** Begin ITEMS **

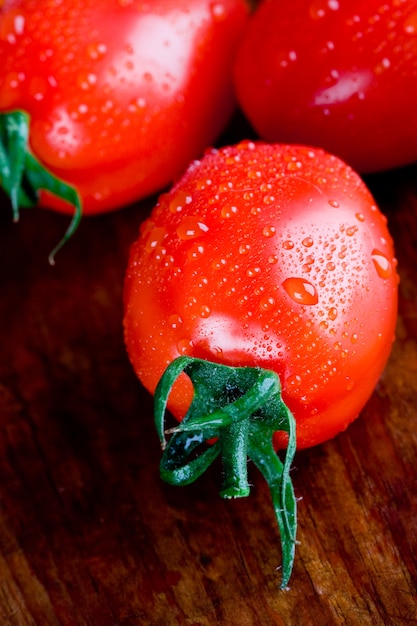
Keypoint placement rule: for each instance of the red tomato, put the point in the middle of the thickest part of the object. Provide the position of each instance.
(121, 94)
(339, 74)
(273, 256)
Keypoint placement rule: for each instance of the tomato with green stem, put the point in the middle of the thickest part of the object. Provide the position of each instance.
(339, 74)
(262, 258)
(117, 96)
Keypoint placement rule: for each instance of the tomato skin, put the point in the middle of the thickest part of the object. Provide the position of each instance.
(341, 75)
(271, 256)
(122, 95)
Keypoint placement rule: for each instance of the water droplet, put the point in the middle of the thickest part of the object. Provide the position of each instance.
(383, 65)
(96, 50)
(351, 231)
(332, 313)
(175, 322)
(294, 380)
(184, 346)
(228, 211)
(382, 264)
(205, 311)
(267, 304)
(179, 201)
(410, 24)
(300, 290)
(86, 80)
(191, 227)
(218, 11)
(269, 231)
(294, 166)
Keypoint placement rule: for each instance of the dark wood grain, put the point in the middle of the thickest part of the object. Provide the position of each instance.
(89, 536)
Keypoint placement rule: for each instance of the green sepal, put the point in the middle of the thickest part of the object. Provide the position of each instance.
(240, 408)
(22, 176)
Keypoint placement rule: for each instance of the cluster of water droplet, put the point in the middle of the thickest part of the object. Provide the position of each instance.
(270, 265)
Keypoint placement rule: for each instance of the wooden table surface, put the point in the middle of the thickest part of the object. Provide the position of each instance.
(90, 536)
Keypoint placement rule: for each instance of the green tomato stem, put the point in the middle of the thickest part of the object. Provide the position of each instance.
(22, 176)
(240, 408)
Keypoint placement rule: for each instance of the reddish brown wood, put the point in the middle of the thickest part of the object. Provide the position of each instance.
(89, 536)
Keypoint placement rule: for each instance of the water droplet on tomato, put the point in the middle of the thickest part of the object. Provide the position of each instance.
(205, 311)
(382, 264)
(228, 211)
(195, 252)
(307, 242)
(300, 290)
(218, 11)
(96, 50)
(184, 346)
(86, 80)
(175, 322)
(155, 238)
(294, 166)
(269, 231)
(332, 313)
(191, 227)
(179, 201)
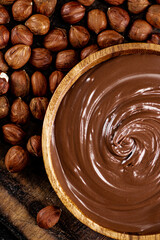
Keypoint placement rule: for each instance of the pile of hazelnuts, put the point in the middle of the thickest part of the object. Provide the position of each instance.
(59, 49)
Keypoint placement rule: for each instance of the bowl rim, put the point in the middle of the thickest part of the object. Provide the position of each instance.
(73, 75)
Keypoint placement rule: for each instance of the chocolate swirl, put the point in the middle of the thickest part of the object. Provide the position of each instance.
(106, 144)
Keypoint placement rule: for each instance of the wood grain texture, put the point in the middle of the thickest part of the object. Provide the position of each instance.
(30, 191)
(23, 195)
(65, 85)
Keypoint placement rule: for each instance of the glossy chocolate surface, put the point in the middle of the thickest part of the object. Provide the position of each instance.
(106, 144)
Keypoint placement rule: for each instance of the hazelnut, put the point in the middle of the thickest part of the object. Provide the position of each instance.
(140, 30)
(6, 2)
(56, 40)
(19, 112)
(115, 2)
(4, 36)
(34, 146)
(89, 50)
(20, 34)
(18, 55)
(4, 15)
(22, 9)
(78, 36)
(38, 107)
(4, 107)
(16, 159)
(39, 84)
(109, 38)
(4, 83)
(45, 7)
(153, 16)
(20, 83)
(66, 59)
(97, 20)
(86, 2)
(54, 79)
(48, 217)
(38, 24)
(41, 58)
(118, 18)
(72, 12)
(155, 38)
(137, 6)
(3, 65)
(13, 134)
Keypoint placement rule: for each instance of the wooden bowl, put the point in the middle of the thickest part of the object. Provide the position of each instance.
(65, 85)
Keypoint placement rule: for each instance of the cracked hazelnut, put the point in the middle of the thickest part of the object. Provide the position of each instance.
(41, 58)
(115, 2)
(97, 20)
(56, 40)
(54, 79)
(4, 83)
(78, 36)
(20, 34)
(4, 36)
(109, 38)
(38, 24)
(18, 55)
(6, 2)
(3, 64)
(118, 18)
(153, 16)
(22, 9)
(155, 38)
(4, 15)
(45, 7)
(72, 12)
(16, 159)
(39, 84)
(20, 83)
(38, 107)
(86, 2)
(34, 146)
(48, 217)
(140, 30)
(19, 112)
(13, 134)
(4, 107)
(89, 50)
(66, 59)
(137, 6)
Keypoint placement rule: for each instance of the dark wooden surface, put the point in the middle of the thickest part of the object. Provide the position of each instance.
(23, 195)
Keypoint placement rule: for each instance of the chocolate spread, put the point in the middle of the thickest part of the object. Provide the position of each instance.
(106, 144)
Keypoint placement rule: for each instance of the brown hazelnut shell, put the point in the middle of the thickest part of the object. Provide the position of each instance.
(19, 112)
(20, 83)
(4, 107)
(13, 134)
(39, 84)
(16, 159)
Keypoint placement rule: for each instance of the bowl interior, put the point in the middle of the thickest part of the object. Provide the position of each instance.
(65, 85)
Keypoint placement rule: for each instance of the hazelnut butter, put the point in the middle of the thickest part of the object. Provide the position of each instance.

** End ITEMS **

#### [THE EXERCISE]
In the listing above, find the line with "wooden bowl, put" and set down that line and all after it exactly, through the final line.

#### [TASK OUTPUT]
Keypoint placement rule: for each instance of the wooden bowl, put the point in the middle of the thickest part of the object. Provide the position of each instance.
(65, 85)
Keypoint placement rule: for each instance of the cracked hazelnut, put the point in the middle of the thickest part of the object. Provide the position of each instance.
(41, 58)
(115, 2)
(97, 20)
(56, 40)
(54, 79)
(4, 83)
(78, 36)
(20, 34)
(4, 36)
(109, 38)
(38, 24)
(18, 55)
(6, 2)
(3, 64)
(118, 18)
(153, 16)
(22, 9)
(155, 38)
(4, 15)
(45, 7)
(72, 12)
(16, 159)
(39, 84)
(20, 83)
(38, 107)
(86, 2)
(34, 146)
(48, 217)
(140, 30)
(19, 112)
(13, 134)
(4, 107)
(89, 50)
(66, 59)
(137, 6)
Keypoint placement rule: for each instance of the dark wooden surface, put the point in the middle of the thickest part of the object. Provide the position of each instance.
(23, 195)
Keypoint placement rule: for each instance of the chocolate spread, put the point in the middle of the thickest part of the object. Provide the position of each instance.
(106, 144)
Keypoint placement rule: for each instance of the brown hazelnut shell, put the point in the middle of the thickest part of the object. Provide the position of each instance.
(19, 112)
(20, 83)
(4, 107)
(13, 134)
(39, 84)
(16, 159)
Keypoint placement rule: for each instance of the bowl interior, put the point in the middle of the thickest part of the object. Provide the position of each instance.
(65, 85)
Keypoint placement rule: for each instance of the hazelnut butter, put the point in the middle of the thickest part of the object. Provide the position of each instance.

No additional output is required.